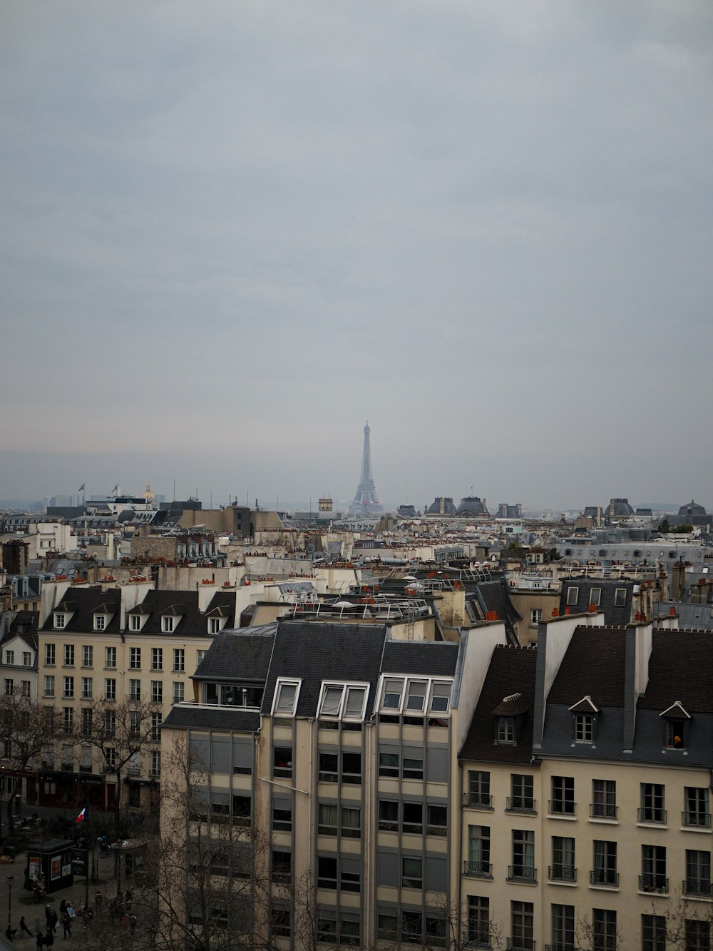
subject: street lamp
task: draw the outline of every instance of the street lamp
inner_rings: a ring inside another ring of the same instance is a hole
[[[12,941],[12,926],[10,924],[10,902],[12,900],[12,876],[8,876],[8,930],[5,932],[6,938],[9,941]]]

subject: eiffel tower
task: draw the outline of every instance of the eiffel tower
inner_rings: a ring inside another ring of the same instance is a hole
[[[367,515],[372,512],[382,512],[383,509],[378,503],[376,487],[374,484],[372,476],[372,448],[369,442],[369,420],[364,426],[364,448],[361,453],[361,476],[356,495],[349,507],[351,515]]]

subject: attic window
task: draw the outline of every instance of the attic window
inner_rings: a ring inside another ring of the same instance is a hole
[[[664,720],[664,745],[666,749],[684,749],[687,746],[690,713],[677,700],[661,716]]]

┄┄┄┄┄┄

Given task: Rewrite all of the lines above as a numbered list, skipping the blank lines and omitting the picture.

Solution to this problem:
1. subject: street lamp
2. task: draw the outline of every instance of the street lamp
3. inner_rings: a ring inside another ring of the same instance is a hole
4. [[[12,941],[12,926],[10,924],[10,902],[12,900],[12,876],[8,876],[8,930],[5,932],[6,938],[9,941]]]
5. subject: eiffel tower
6. task: draw the outline of every instance of the eiffel tower
7. inner_rings: a ring inside another ring of the same instance is a hole
8. [[[367,515],[372,512],[382,512],[383,509],[378,503],[376,487],[374,484],[372,476],[372,448],[369,442],[369,420],[364,426],[364,448],[361,453],[361,476],[356,495],[349,507],[351,515]]]
9. subject: attic window
10. task: draw the outline of every instance of the attic window
11. inner_rings: a ring inside another ring of the same instance is a hole
12. [[[664,720],[664,745],[666,749],[684,749],[687,746],[690,713],[677,700],[661,716]]]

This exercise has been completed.